◆ PASSAGE GIVEN ◆
.....

# Disappearing Nine Patch = Crazy!



## Macybaby (Jun 16, 2006)

Someone should have warned me. I think I'm cross eyed now LOL!

Who would have thought something as simple as Nine 5" blocks could do this . . .

Just sew them together and cut them apart










And sew them together again and cut them apart 










Then the crazy part sets in - instructions say "play with them until you have a pleasing arrangement "

























































I was sure near the end I was coming up with the earlier patterns. Still not sure what I like best though.


----------



## Macybaby (Jun 16, 2006)




----------



## HorseMom (Jul 31, 2005)

I've never been a fan of the disappearing 9 patch. But wow! I like the crazy version!
Heidi


----------



## FarmChix (Mar 3, 2013)

The "play with them until they are pleasing" part would entertain me for hours! LOL I agree with HorseMom-never been a disappearing fan, but I do like the crazy version!


----------



## Chixarecute (Nov 19, 2004)

What if you take the first pic, with green squares and ivory squares, and switch it up so column 2 has the ivory paired with a green, & vice versa?

.....

◆ DATASET SECTION ◆

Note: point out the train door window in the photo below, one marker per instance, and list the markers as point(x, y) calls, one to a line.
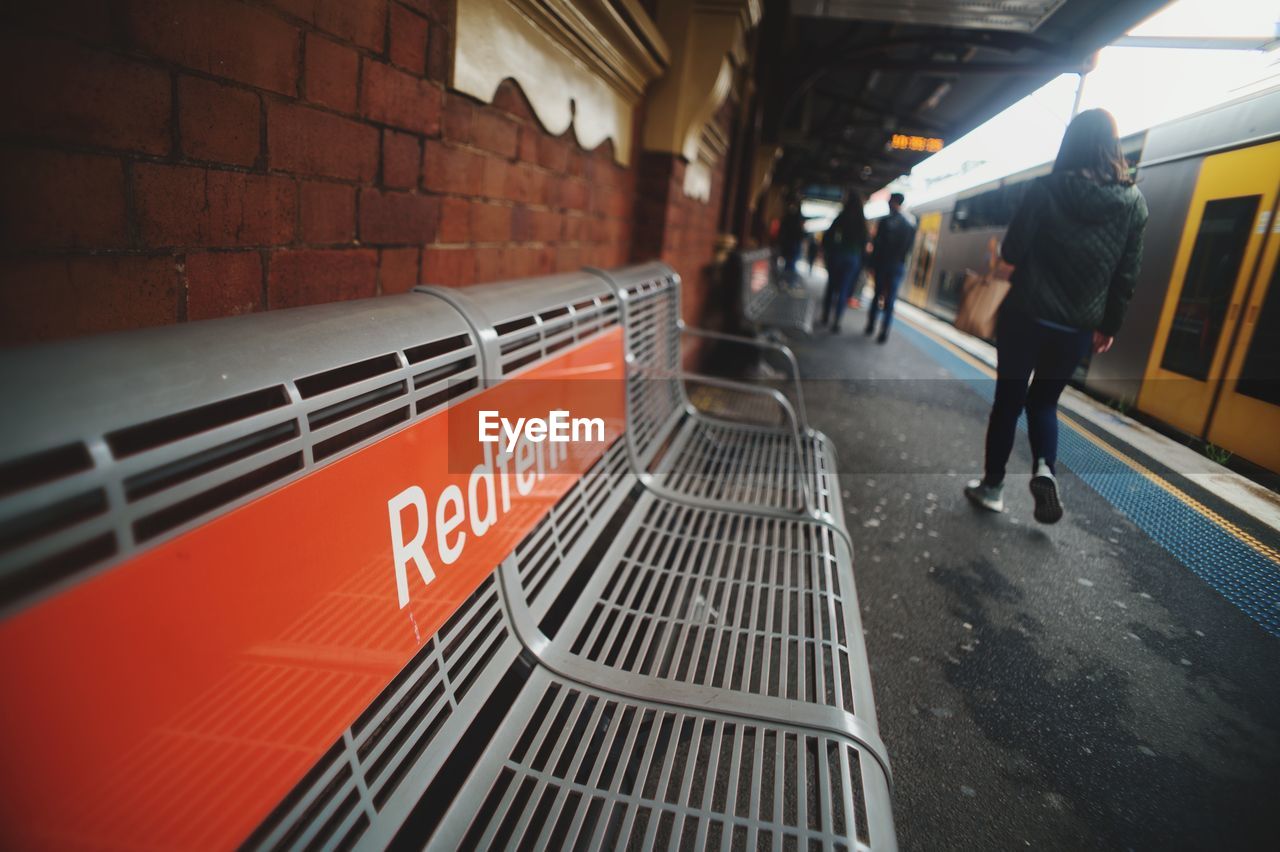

.....

◆ STATED TASK A ◆
From the disappearing nine patch thread, extract the passage starting with "## HorseMom (Jul" and going on through "(Mar 3, 2013)".
◆ STATED TASK B ◆
Tell whether each of these statements agrees with the disappearing nine patch thread. Give yes or no for each, along with the thread's deciding words, quoted exactly. (i) HorseMom has long liked the disappearing nine patch. (ii) The instructions say to play with the pieces until the arrangement is pleasing. (iii) FarmChix agrees with HorseMom.

◆ RESPONSE A ◆
## HorseMom (Jul 31, 2005)

I've never been a fan of the disappearing 9 patch. But wow! I like the crazy version!
Heidi


----------



## FarmChix (Mar 3, 2013)

◆ RESPONSE B ◆
(i) No: "I've never been a fan of the disappearing 9 patch."
(ii) Yes: "play with them until you have a pleasing arrangement"
(iii) Yes: "I agree with HorseMom"